DATASET RECORDS:
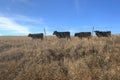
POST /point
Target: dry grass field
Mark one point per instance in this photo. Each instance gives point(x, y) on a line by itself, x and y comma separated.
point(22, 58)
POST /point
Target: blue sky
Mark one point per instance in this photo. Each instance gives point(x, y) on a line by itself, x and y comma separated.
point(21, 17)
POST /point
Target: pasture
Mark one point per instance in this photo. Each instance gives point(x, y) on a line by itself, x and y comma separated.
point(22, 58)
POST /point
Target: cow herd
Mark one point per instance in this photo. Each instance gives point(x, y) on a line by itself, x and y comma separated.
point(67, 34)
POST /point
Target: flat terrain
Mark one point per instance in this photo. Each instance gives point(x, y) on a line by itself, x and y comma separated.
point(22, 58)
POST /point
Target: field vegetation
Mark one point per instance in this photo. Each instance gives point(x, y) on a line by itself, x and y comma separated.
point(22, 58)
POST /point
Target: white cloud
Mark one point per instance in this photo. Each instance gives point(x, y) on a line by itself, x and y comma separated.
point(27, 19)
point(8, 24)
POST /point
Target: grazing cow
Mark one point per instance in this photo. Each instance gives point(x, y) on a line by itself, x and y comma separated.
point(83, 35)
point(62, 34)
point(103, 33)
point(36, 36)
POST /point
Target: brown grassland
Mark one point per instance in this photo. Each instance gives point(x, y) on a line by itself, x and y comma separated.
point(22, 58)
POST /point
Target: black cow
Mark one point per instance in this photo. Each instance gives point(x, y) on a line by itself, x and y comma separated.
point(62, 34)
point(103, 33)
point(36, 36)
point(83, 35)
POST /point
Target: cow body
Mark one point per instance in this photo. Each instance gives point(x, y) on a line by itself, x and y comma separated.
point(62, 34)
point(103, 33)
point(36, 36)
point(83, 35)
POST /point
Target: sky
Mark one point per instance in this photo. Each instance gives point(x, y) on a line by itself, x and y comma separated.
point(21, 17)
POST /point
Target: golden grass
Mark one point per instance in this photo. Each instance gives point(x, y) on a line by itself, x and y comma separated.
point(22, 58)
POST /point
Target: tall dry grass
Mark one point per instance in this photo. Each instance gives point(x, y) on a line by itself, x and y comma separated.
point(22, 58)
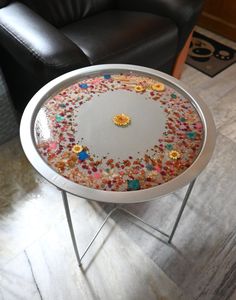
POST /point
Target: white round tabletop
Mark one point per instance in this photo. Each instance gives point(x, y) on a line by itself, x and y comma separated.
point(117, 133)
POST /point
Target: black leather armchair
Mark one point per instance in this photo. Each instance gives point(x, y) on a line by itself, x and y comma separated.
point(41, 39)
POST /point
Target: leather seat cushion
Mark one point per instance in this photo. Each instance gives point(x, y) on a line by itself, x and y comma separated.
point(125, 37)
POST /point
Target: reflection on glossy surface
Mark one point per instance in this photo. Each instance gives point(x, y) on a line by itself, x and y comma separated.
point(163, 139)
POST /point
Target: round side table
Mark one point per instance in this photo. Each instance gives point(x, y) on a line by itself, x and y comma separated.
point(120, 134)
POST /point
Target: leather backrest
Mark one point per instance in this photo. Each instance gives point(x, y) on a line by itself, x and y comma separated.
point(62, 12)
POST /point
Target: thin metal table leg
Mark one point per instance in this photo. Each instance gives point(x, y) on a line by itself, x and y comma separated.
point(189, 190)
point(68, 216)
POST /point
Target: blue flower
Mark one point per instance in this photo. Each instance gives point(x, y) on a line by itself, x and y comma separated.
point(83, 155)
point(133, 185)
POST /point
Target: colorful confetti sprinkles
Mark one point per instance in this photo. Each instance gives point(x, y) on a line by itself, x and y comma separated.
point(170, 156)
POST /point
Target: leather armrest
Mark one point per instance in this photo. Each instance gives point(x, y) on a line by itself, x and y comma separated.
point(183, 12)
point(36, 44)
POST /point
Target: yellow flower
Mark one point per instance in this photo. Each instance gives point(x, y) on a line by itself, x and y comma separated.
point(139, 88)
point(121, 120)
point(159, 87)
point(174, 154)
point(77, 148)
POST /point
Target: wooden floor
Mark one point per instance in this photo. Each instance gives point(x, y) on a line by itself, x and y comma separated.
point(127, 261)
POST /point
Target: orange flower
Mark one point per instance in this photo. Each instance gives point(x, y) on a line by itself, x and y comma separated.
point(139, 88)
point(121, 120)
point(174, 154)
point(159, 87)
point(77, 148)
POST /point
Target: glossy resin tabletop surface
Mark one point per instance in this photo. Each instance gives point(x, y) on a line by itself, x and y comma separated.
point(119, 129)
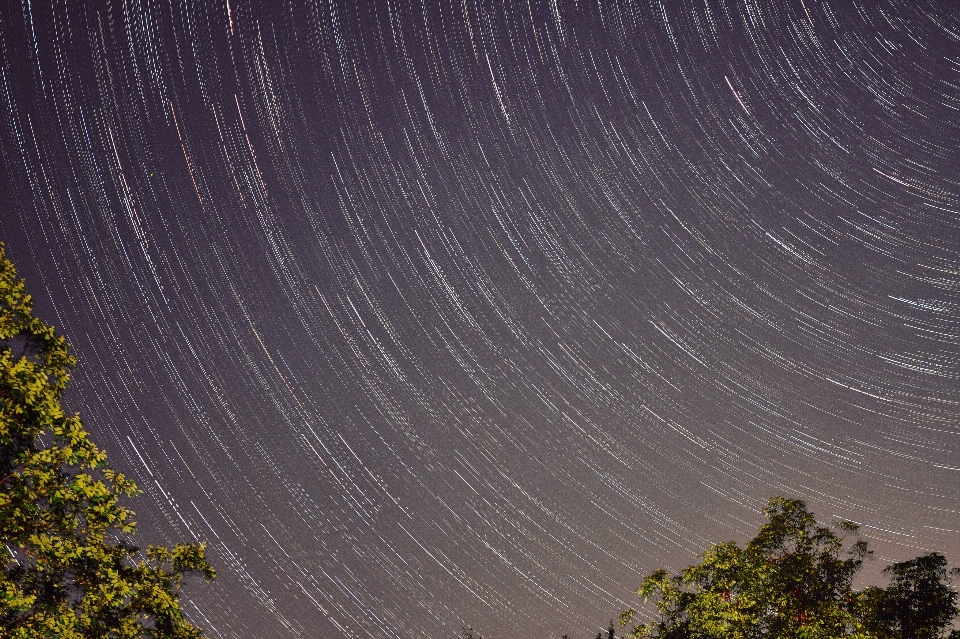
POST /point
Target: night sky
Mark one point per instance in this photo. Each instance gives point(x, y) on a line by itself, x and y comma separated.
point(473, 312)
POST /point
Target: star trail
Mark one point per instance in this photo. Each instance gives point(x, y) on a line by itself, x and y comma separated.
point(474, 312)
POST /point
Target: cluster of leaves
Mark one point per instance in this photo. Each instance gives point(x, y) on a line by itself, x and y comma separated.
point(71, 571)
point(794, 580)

REQUIRED WORK: Pull out every line of the rows above that contains the word "flower", and copy each one in full. Case counts.

FINAL ANSWER:
Target: blue flower
Target: yellow flower
Target: orange flower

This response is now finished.